▸ Exercise instructions
Please rewrite all of the data below, leaving the picture lines out. Multiply only the answer coordinates by 1.45 and round them to whole numbers with halves rounded up, keeping every other line, including the sample coordinates, unchanged.
--- BEGIN ---
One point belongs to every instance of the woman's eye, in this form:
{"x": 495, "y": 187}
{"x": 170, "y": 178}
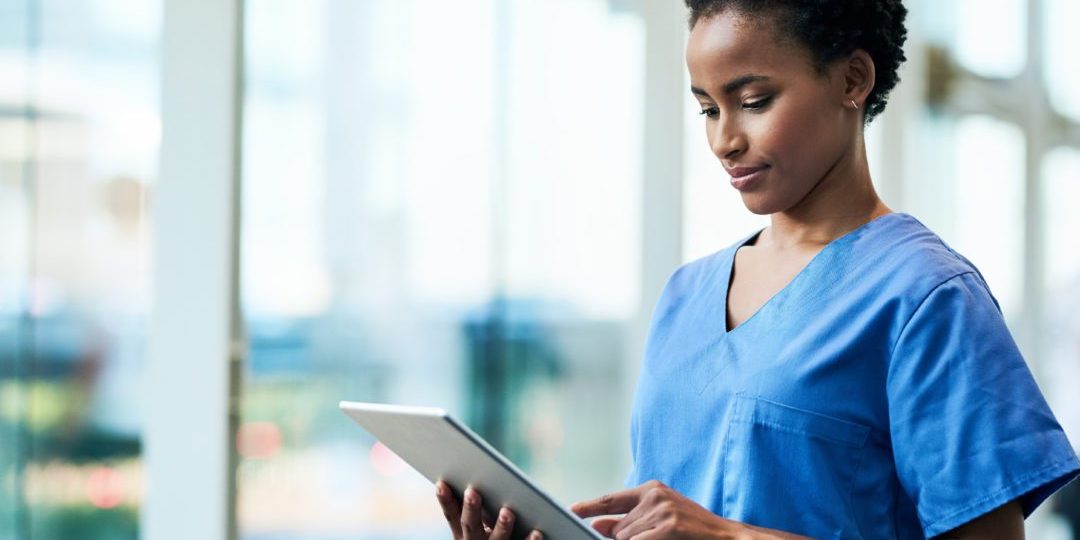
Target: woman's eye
{"x": 757, "y": 105}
--- END ---
▸ Answer below
One point belongs to every instance of the woman's eye, in this form:
{"x": 495, "y": 187}
{"x": 170, "y": 178}
Target: woman's eye
{"x": 1098, "y": 152}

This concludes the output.